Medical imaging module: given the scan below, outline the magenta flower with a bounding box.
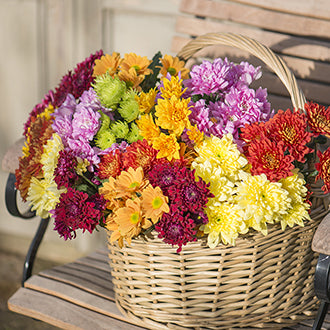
[51,187,105,240]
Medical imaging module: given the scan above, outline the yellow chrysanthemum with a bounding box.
[120,53,152,76]
[160,54,189,79]
[40,133,64,180]
[279,203,311,230]
[136,114,160,142]
[195,134,248,181]
[279,169,307,203]
[201,202,248,248]
[155,95,191,136]
[93,52,122,77]
[142,185,170,223]
[187,125,204,147]
[191,160,235,202]
[236,173,291,235]
[135,88,157,114]
[152,133,180,161]
[160,77,187,99]
[26,177,66,219]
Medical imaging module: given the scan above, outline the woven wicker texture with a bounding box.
[109,34,329,329]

※ ※ ※

## Objective
Rewrite the listing above with "scan" swapped for "photo" everywhere it appears, keeping everything else the same, and leave out the pictures.

## Response to the task
Medical imaging module: given the photo below, outline the magenta flower with a bounding box.
[51,187,105,240]
Medical imaging module: given the photo above, outline the yellow chrysanthemum with a bounding box.
[120,53,152,76]
[160,54,189,79]
[40,133,64,180]
[279,203,311,230]
[136,114,160,142]
[195,134,248,181]
[279,169,307,203]
[201,202,248,248]
[155,95,191,136]
[93,52,122,77]
[142,185,170,223]
[187,125,204,147]
[191,160,235,202]
[236,173,291,235]
[135,88,157,114]
[152,133,180,161]
[160,77,187,99]
[26,177,66,219]
Medical imaging module: given the photo above, outline the woven wicker texture with a bounding box.
[109,34,329,329]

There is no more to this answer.